■ Instructions to follow
For each entry below, copy the text exactly and leave out any picture.

Source records Block Start

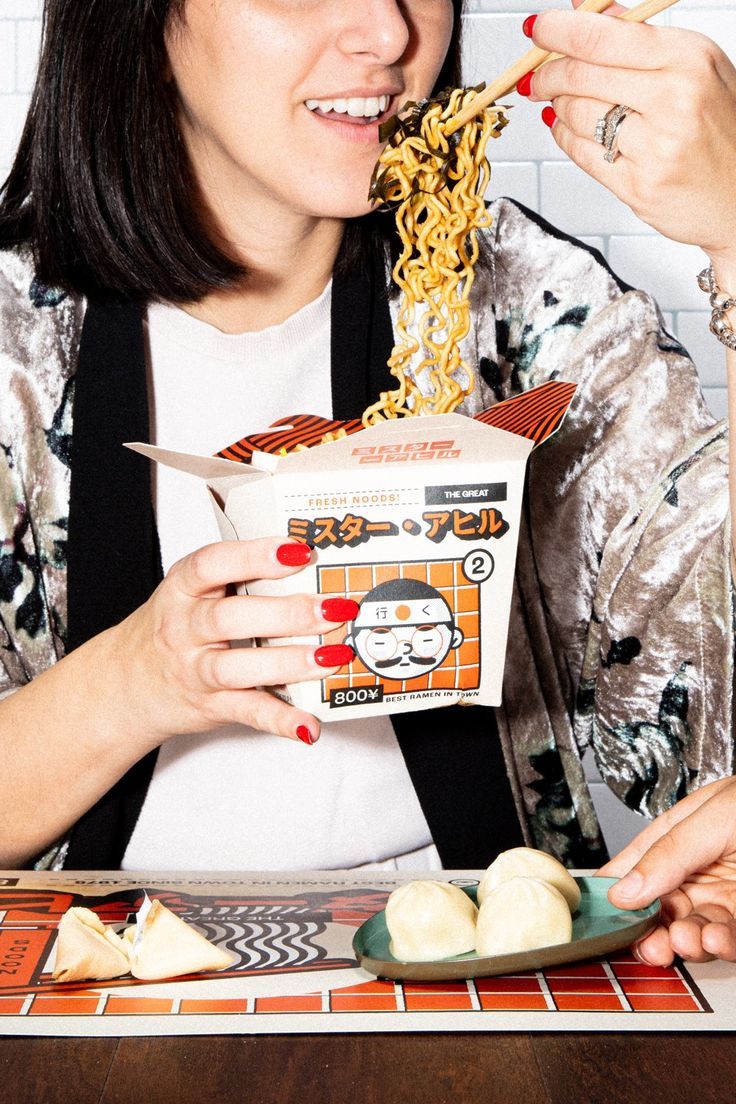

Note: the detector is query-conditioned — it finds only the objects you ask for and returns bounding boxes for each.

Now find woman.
[0,2,734,903]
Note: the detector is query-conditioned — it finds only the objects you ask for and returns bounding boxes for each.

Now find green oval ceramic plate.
[352,877,660,982]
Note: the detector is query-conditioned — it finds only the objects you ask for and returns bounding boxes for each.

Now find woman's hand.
[2,535,353,866]
[599,777,736,965]
[522,9,736,268]
[112,536,355,748]
[523,6,736,551]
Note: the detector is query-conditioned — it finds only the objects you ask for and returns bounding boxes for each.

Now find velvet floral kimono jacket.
[1,198,733,869]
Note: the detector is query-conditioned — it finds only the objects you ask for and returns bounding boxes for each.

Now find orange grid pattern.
[318,559,481,701]
[230,955,706,1016]
[28,996,100,1017]
[9,954,707,1018]
[104,997,174,1015]
[179,999,249,1015]
[255,994,323,1014]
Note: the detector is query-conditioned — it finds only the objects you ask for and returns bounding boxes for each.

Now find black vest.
[64,244,522,868]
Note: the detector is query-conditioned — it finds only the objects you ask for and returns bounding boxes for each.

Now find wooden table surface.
[3,1032,736,1104]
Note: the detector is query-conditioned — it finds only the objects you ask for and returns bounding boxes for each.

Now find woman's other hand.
[599,777,736,965]
[521,9,736,266]
[112,537,356,748]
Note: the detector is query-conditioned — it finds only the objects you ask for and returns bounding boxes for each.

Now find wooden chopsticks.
[445,0,679,135]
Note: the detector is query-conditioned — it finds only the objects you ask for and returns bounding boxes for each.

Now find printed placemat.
[1,872,733,1036]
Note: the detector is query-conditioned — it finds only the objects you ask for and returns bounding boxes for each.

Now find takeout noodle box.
[130,380,575,721]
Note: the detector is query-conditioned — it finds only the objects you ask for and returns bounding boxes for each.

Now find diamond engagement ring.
[602,104,632,163]
[594,117,607,145]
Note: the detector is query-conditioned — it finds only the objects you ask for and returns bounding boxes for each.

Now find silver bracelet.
[697,266,736,351]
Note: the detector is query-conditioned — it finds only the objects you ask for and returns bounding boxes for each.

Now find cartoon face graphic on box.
[344,578,464,681]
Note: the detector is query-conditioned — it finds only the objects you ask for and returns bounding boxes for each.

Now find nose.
[400,640,413,655]
[336,0,411,65]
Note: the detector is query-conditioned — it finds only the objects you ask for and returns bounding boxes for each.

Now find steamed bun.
[477,847,580,912]
[385,880,478,961]
[475,876,573,956]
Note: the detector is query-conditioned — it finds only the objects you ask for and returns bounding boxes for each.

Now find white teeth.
[348,96,378,117]
[305,94,390,118]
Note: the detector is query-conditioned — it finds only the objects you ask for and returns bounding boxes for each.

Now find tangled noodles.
[363,86,509,424]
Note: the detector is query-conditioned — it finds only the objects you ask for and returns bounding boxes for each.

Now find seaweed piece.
[369,84,509,205]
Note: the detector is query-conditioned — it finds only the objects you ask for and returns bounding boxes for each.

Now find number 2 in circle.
[461,549,494,583]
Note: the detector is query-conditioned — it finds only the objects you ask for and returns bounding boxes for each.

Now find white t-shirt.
[122,286,438,871]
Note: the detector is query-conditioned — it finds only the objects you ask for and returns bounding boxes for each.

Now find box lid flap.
[213,380,576,468]
[126,442,269,483]
[473,379,576,448]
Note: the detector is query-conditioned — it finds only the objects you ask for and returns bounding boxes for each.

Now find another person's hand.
[112,537,355,748]
[522,9,736,271]
[599,777,736,965]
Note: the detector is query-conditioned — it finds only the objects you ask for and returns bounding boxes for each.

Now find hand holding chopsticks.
[446,0,682,134]
[448,1,736,265]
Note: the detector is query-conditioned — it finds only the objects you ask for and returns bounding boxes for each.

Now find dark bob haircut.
[0,0,465,303]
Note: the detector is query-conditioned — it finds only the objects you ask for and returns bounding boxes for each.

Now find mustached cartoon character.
[343,578,464,681]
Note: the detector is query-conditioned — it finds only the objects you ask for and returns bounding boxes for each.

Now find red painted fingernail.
[321,597,360,622]
[296,724,315,745]
[542,105,557,128]
[516,71,534,97]
[276,542,313,566]
[522,14,538,38]
[314,644,354,668]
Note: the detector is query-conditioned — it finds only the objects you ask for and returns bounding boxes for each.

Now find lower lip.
[304,101,396,144]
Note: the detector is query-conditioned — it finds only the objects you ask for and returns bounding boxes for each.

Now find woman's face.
[166,0,454,227]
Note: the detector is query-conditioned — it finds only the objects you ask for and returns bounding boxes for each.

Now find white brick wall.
[1,2,733,853]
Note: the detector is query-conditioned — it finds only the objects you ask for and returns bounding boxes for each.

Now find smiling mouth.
[305,94,392,126]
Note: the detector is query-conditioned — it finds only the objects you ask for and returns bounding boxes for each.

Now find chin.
[298,171,377,221]
[308,194,375,221]
[341,201,377,220]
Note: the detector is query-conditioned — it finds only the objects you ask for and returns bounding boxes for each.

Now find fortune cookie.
[52,907,131,983]
[128,898,234,980]
[477,846,580,912]
[475,876,573,957]
[385,880,478,962]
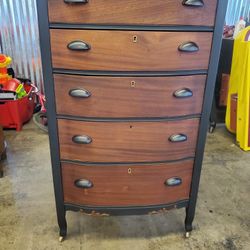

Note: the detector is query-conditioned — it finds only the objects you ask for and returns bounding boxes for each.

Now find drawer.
[50,30,213,71]
[58,119,199,163]
[55,74,206,118]
[62,159,194,206]
[48,0,217,27]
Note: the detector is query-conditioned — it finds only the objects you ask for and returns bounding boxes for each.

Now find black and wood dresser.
[37,0,228,241]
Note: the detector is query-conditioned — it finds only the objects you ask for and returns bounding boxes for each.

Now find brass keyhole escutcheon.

Source records Block End

■ Written reply
Note: the detector is query-conditioned — it finds only the objects you ask for and returns bounding boxes for each.

Now find woman.
[0,2,734,903]
Note: the detector is query-conditioned — it finds only the objects you ask for and returns bounding boxes for each.

Now find green oval ceramic plate.
[352,877,660,982]
Note: the detector is query-conditioned — it finds only the objects you ask for and returns bounding boxes for each.

Now find woman's hand.
[2,535,353,866]
[599,777,736,965]
[522,9,736,268]
[112,536,355,748]
[523,6,736,551]
Note: the detector is query-conditioned — it finds only the objects you ask for and returns bounding boxes for each.

Now find velvet floral kimono jacket.
[1,198,733,869]
Note: the detector is query-conditioned — it finds only the objects you ask for and returns bounding boxes for each.

Now find orange grid pattern.
[318,559,481,701]
[230,955,706,1016]
[28,996,100,1017]
[9,954,707,1018]
[104,997,174,1015]
[179,999,249,1015]
[255,994,323,1014]
Note: the detector is query-conditioned — it finds only the objects you ask for and returns bounding boxes for each.

Now find black vest.
[64,244,522,868]
Note: the detector is query-conditioned — it finds only the objects you ask for and returns bounding boxes for each.

Now find wooden table surface.
[3,1032,736,1104]
Note: the detector is query-conditioned — it finds only the objects you ask for and returns bounding boxes for each.

Now find woman's other hand.
[599,777,736,965]
[521,9,736,266]
[112,537,356,748]
Note: the detector is query-conditioned — it finds only the objects you ask for and returns bounding boxes for each.

Now find wooden chopsticks.
[445,0,679,135]
Note: the detector is query-conditioned — it finds only the objects you ask for and returns bounding boxes for each.

Now find printed placemat.
[1,872,733,1036]
Note: the detector is query-conditioned — it finds only the objects you ask for and returns bounding boxes for each.

Now find takeout noodle box.
[130,380,575,721]
Note: the detector is query-conditioned — it finds only the objects you ask for and returns bounding boxes for each.

Now find diamond engagement ring.
[602,104,632,163]
[594,117,607,145]
Note: the detector is query-conditioned — it finds only the objects you ask for and returns bounding boxes for each.

Now find silver bracelet.
[697,266,736,351]
Note: the detector is query-conditioned — it finds only the objects you ask for and returns bounding boxes for each.

Now find cartoon face graphic on box.
[344,578,464,681]
Note: the detector is query-conditioned — it finds only the objects you ask for and returns bounding boxes for each.

Now find nose.
[400,640,413,655]
[336,0,411,65]
Note: the detector is query-conditioned — it finds only the objects you ask for and returns bounding boxes for each.

Now find steamed bun.
[477,847,580,912]
[385,880,478,961]
[475,876,573,956]
Note: the detector is query-conditioned — it finds only the objects you ask for and returns bounding boxes for each.

Now find white teeth.
[348,96,378,117]
[305,94,390,118]
Note: the detector is query-conditioned — it finds only the objects you ask for and returns bounding boxes for each.

Now find tangled noodles.
[363,86,509,424]
Note: the detector is query-conditioned — it finds only the objects you ask for and returns bounding boxes for each.

Now find seaweed piece.
[369,84,509,205]
Note: the detector is query-conditioned — it finds only the objects you ask for and returns bounding boxes for each.

Now find number 2 in circle.
[461,549,494,583]
Note: the detector is query-conditioned — it finds only the objects you ask for and returns bounding boxes for each.

Now find white t-shirt.
[122,286,438,871]
Note: the detector is query-conditioned — it finds only the objects you ask for and returns bounding boxes for each.

Now find box lid flap.
[213,380,576,468]
[126,442,269,483]
[473,379,576,448]
Note: the detector is query-conditioned — it finds only the objects you ask for and returns bounding boxes for each.

Now find another person's hand.
[112,537,355,748]
[522,9,736,271]
[599,777,736,965]
Note: the detector is query-conditioned — it finds only the objects you ask for and returns bounding boxes for each.

Now find hand holding chopsticks.
[446,0,682,134]
[448,1,736,265]
Note: the detector is query-conditioned — it finds only the objects you ask for and returns bounding boxes for each.

Now find dark bob haircut.
[0,0,465,303]
Note: the detector is query-conditioned — it finds only the objects you ask for and returns bounding boxes for each.

Now find mustached cartoon character.
[343,578,464,681]
Note: the detector is query-conditioned — it finds only the objects you ask for and returns bounding boxes for each.

Now find red painted fingernail.
[321,597,360,622]
[296,724,315,745]
[542,105,557,128]
[516,71,534,97]
[276,542,313,566]
[522,14,538,38]
[314,644,354,668]
Note: the detector is query-conditioned — it finds only the objects you ask for and returns bounding boxes for each.

Now find lower lip.
[304,101,396,144]
Note: the detector is query-conditioned — it finds only the objects you ask for and returns bounding boxes for each.

Now find woman's face.
[166,0,454,227]
Note: the detector is query-conditioned — it finds only the objects you ask for and returns bounding boxes for each.

Now find white brick wall.
[1,2,733,853]
Note: the detector is query-conditioned — it finds only the objects you ask for and returns bounding boxes for each.

Now find smiling mouth.
[305,94,392,126]
Note: the detector is query-conditioned — it finds only the objects you ask for and returns bounding boxes for each.

Now find chin.
[298,171,377,221]
[308,194,375,221]
[341,201,377,220]
Note: the detector is query-conditioned — it finds only the objects you ask for and returns bounding boxes for each.

Now find fortune cookie.
[52,907,131,983]
[128,898,234,980]
[477,846,580,912]
[475,876,573,957]
[385,880,478,962]

Note: the detector is query-conditioned — it finds only the objects you ask for and returns bounding boxes for each.

Now find drawer.
[50,30,213,71]
[58,119,199,163]
[55,74,206,118]
[62,159,194,206]
[48,0,217,27]
Note: the detector is query-conditioned — it finds only the objects you ask for and returns bounding boxes for each.

Now find black and wood dresser.
[37,0,228,241]
Note: the detector is query-conditioned — it finds only the objects you ask for and returns bounding boxes for each.

Now find brass keyhole escutcheon.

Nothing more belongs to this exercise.